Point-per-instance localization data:
--------------------------------------------------

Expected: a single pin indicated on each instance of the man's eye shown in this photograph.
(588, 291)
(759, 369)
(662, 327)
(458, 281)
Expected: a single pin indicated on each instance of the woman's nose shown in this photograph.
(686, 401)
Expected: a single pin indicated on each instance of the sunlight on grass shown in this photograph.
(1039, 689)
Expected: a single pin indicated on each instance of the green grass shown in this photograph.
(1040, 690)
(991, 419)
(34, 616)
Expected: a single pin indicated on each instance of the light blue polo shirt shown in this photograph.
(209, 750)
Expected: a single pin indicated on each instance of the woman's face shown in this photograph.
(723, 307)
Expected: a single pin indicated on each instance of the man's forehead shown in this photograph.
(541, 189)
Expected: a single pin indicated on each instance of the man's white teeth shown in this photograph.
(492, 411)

--------------------------------------------------

> **Work to complete**
Having read the entries, repeat them all exactly.

> **Response to the task**
Expected: a single pin indicated on each instance of the man's eye shown in this photograph.
(588, 291)
(759, 369)
(662, 327)
(458, 281)
Expected: a single pin indicated on each instance of the woman's nose shown in this photograph.
(686, 401)
Expected: a single pin indicated on each instance of the sunlight on grass shown in this photograph.
(1039, 689)
Expected: a single pin indicated on each instance of the green grass shown in this photograph.
(1040, 690)
(991, 419)
(34, 616)
Expected: a single pin indicated on each instance of the light blue polo shirt shown in this photograph.
(209, 750)
Expected: a single pin indicated on each instance of the woman's face shown in this photograph.
(723, 307)
Expected: a single pin indicated on each instance of the man's forehead shown in this photograph.
(541, 189)
Expected: a single pin indicated on each instance of the man's white teeth shown in this photograph.
(492, 411)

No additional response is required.